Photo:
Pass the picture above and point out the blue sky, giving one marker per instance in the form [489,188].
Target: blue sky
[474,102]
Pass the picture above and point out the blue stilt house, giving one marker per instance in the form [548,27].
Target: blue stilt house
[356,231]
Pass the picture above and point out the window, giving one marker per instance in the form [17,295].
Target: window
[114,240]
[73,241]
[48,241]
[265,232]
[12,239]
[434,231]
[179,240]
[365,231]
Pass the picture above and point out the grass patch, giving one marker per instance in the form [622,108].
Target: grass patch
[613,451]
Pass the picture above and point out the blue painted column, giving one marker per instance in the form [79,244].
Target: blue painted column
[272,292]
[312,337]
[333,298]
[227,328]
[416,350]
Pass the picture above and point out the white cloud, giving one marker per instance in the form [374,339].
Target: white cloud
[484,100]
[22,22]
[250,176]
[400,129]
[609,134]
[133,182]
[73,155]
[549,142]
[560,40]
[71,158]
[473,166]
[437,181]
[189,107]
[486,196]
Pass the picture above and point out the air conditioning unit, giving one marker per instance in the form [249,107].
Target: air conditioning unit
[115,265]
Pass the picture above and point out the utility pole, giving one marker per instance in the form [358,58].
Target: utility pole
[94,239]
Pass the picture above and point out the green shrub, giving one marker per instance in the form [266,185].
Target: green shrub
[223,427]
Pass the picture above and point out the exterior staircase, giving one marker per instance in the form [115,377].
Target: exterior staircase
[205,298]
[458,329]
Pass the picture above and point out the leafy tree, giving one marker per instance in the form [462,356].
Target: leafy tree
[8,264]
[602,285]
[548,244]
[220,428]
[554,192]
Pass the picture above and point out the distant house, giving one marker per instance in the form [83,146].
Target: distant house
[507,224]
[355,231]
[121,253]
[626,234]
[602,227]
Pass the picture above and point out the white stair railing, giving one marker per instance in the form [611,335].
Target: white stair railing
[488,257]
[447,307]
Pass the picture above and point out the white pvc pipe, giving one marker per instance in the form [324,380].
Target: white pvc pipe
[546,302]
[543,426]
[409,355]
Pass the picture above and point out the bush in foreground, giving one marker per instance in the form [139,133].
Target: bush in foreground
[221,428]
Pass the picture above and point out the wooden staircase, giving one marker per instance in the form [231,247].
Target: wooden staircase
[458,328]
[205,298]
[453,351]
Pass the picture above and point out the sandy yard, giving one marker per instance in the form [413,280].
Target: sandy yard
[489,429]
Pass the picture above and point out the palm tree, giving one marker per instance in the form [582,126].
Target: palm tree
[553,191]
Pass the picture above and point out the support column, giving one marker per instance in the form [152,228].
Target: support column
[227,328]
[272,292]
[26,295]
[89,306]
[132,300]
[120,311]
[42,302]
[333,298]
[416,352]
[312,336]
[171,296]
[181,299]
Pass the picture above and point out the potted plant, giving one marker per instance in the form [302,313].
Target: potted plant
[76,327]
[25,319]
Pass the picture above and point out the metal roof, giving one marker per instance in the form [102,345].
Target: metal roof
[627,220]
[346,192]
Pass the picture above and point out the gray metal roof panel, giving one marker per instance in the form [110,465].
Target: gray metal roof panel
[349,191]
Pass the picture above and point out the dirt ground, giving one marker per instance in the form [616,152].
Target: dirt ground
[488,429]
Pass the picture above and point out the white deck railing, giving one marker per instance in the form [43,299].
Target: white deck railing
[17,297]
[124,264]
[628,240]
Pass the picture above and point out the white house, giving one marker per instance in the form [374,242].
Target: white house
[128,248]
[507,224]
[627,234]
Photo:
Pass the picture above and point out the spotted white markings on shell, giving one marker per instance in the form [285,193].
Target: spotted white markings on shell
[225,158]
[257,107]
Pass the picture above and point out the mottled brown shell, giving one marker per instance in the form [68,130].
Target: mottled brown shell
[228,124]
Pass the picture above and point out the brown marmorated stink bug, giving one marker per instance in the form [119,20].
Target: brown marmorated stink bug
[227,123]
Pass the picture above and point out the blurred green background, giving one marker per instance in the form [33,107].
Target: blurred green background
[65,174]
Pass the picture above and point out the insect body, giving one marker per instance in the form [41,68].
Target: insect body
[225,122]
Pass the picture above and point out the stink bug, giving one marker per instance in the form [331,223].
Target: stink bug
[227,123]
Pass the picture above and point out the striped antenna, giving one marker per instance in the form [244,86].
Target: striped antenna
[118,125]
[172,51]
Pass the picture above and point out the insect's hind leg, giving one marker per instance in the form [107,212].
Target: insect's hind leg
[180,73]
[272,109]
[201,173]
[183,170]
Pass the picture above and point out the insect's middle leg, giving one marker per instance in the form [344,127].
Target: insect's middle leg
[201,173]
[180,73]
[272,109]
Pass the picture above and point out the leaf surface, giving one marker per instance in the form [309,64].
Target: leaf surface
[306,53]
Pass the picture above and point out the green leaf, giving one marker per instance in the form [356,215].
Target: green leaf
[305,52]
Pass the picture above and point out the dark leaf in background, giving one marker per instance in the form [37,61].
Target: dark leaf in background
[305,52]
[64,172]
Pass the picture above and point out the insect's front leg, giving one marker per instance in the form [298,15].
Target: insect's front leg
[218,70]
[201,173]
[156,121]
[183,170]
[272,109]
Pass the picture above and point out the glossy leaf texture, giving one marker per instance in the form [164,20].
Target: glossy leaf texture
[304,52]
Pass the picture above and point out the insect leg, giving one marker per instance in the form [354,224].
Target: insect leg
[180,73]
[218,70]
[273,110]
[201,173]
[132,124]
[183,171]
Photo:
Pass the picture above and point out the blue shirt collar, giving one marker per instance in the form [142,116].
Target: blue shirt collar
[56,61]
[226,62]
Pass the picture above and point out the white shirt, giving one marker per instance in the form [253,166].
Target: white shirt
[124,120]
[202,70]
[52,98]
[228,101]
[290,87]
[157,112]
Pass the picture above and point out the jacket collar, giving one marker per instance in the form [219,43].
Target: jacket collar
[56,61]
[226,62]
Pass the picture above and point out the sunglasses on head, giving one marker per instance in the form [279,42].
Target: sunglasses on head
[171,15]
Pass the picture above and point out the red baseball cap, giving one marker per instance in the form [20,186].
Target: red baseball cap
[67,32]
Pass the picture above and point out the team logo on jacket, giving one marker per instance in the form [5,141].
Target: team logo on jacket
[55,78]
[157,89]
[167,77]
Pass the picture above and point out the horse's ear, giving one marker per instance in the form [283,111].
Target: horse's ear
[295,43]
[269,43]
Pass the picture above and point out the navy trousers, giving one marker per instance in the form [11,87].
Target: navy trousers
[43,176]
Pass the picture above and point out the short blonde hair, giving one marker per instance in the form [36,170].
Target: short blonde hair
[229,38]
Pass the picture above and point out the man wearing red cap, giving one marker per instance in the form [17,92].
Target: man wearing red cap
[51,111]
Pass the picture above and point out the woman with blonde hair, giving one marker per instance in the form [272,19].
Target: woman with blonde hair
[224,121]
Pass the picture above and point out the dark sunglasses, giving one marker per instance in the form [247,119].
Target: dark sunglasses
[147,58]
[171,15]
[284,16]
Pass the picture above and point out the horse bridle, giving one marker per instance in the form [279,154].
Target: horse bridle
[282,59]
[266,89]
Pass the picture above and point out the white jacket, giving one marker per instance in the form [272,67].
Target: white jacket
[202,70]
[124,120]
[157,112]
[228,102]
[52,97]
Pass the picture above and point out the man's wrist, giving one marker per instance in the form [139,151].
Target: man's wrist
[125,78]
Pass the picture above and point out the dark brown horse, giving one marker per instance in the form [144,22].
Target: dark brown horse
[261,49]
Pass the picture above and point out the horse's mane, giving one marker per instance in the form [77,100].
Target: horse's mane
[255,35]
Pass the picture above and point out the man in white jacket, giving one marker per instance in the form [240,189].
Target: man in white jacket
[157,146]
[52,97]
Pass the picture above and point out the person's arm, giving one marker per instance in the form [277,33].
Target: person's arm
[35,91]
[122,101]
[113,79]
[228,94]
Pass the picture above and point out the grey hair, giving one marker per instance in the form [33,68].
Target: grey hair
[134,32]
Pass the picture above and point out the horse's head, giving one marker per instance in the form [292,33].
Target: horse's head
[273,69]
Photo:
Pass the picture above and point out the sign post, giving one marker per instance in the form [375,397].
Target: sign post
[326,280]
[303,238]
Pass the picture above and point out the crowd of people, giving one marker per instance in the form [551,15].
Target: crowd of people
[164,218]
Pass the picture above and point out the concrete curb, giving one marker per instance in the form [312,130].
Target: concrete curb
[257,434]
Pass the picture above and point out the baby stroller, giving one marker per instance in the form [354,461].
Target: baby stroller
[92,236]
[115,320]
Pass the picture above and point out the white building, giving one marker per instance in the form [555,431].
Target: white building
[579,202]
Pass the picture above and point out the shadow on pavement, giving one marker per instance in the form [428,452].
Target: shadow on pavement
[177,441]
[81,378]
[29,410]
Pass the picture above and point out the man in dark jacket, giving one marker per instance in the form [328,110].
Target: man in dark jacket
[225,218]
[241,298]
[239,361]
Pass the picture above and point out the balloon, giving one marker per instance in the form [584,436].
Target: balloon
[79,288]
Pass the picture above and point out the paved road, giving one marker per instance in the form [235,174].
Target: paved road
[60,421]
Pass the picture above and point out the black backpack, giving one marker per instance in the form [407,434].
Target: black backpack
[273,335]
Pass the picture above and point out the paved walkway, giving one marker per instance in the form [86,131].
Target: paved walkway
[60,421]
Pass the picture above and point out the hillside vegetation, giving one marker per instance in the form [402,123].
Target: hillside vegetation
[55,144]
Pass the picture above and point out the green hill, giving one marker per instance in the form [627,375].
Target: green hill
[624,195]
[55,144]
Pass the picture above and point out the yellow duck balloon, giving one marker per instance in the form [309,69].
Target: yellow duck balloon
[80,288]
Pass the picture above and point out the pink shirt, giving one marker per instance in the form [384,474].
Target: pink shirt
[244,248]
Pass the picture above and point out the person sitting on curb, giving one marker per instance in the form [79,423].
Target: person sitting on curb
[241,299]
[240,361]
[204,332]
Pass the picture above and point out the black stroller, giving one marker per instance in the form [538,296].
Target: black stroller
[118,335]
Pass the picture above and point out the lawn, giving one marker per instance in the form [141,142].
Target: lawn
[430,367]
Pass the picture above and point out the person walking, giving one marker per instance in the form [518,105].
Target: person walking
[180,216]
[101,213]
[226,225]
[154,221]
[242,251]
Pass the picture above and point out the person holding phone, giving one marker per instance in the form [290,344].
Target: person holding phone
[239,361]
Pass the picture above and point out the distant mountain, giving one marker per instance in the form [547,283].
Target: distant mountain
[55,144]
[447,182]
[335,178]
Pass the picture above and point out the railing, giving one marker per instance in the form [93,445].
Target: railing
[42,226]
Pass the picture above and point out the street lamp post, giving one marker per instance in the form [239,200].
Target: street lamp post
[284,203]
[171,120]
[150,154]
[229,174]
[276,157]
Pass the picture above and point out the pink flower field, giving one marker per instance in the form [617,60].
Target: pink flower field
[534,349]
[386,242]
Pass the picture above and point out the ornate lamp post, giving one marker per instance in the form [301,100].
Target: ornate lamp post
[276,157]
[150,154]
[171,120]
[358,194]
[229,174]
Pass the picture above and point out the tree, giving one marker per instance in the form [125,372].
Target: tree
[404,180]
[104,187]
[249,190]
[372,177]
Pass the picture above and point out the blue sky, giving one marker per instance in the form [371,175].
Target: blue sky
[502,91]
◆ ◆ ◆ ◆ ◆ ◆ ◆
DIRECTIONS:
Transcribe the records above exactly, from the opening line down to and including the line with "Pass the picture above and point out the window, giving".

OUTPUT FOR THIS EXERCISE:
Photo:
Pass the picture above and point out the blue sky, giving one marker per instance in the form [489,188].
Target: blue sky
[474,102]
Pass the picture above and point out the blue stilt house, giving one marker per instance in the form [548,27].
Target: blue stilt house
[356,231]
Pass the picture above and point out the window, giving one marker per instance in the form [17,295].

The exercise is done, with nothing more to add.